Initial codes are from isaienkov

In [None]:
%%writefile random_agent.py

import random

def random_agent(observation, configuration):
    return random.randrange(configuration.banditCount)

In [None]:
%%writefile ucb_agent.py

import math

last_bandit = -1
total_reward = 0

sums_of_reward = None
numbers_of_selections = None
reward_hist = []

def ucb_agent(observation, configuration):    
    global sums_of_reward, numbers_of_selections, last_bandit, total_reward
    global reward_hist 

    if observation.step == 0:
        numbers_of_selections = [0] * configuration["banditCount"]
        sums_of_reward = [0] * configuration["banditCount"]

    if last_bandit > -1:
        reward = observation.reward - total_reward
        sums_of_reward[last_bandit] += reward
        total_reward += reward
        
        reward_hist.append(reward)

    bandit = 0
    max_upper_bound = 0
    for i in range(0, configuration.banditCount):
        if (numbers_of_selections[i] > 0):
            average_reward = sums_of_reward[i] / numbers_of_selections[i]
            delta_i = math.sqrt(2 * math.log(observation.step+1) / numbers_of_selections[i])
            upper_bound = average_reward + delta_i
        else:
            upper_bound = 1e400
        if upper_bound > max_upper_bound and last_bandit != i:
            max_upper_bound = upper_bound
            bandit = i
            last_bandit = bandit

    numbers_of_selections[bandit] += 1

    if bandit is None:
        bandit = 0

    return bandit

In [None]:
!pip install kaggle-environments --upgrade

In [None]:
import matplotlib.pyplot as plt
colors_db = ['g','b']
def plot_final_rewards(hist):
    num_episodes = 0
    
    plt.figure(figsize=(12,8))
    for i,agent in enumerate(hist.keys()):
        plt.plot(hist[agent], label=agent, color=colors_db[i])
        num_episodes = len(hist[agent])
        avg_final_reward = np.array(hist[agent]).mean()
        plt.plot([0, num_episodes-1],[avg_final_reward, avg_final_reward], label=agent+' avg.', color=colors_db[i],linestyle='dashed')
        
    plt.legend(bbox_to_anchor=(1.2, 0.5))
    plt.xlabel("Iterations")
    plt.ylabel("Final Reward")
    plt.title("Final Agent Rewards for " 
              + str(num_episodes) + " Episodes")
    plt.show()

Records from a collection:
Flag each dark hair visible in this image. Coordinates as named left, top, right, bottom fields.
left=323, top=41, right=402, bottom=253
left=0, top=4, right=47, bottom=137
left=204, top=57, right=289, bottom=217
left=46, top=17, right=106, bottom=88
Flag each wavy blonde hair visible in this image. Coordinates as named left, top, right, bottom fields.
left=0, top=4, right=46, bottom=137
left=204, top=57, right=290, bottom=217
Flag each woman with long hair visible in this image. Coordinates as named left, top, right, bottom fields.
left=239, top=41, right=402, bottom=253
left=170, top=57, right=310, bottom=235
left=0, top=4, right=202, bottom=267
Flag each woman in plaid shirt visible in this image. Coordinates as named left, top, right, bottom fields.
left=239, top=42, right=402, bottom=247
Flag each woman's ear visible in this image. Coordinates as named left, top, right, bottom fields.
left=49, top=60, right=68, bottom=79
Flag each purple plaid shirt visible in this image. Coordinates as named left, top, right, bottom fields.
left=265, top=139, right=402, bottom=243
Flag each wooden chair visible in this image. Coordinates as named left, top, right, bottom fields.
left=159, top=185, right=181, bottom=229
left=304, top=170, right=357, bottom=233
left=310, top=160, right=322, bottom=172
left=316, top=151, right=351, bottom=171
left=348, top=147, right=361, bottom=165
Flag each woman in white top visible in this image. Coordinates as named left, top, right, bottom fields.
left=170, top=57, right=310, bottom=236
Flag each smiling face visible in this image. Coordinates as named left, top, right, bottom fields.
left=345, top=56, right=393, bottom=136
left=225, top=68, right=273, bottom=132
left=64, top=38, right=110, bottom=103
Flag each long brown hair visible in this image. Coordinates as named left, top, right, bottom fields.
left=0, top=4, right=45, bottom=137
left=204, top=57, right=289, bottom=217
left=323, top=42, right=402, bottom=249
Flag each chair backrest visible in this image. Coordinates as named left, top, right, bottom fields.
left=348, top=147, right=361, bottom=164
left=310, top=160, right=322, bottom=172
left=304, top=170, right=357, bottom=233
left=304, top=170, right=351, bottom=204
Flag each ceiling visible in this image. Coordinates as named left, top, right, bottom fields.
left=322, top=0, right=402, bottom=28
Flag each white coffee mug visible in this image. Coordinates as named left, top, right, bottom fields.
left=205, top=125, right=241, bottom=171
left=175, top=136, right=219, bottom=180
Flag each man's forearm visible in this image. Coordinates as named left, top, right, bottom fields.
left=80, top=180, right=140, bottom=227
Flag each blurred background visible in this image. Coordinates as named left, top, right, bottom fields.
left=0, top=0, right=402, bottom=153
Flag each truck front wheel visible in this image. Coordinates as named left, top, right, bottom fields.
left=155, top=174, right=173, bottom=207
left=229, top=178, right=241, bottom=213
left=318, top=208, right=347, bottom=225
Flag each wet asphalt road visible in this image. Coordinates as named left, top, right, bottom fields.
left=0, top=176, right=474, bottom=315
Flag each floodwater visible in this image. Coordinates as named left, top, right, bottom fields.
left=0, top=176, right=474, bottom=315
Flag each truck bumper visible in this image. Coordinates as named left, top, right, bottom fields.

▶ **Complete the following**
a) In the notebook code, what value does the UCB agent give upper_bound for a bandit whose selection count is zero?
b) List every variable that the ucb_agent function in the notebook code declares as global.
c) Please rewrite the notebook code's block beginning "import matplotlib.pyplot as plt" as a short list of what it sets up and does.

▶ **Responses per task**
a) 1e400

b)
- sums_of_reward
- numbers_of_selections
- last_bandit
- total_reward
- reward_hist

c)
- Imports matplotlib.pyplot as plt.
- Sets the color list colors_db to green ('g') and blue ('b').
- Defines plot_final_rewards(hist), which:
  - opens a 12×8 figure
  - for each agent in hist, plots its rewards in that agent's color and adds a dashed line at its average reward, labeled with the agent name plus "avg."
  - places the legend at bbox_to_anchor (1.2, 0.5)
  - labels the x-axis "Iterations" and the y-axis "Final Reward"
  - titles the chart "Final Agent Rewards for" followed by the number of episodes
  - shows the plot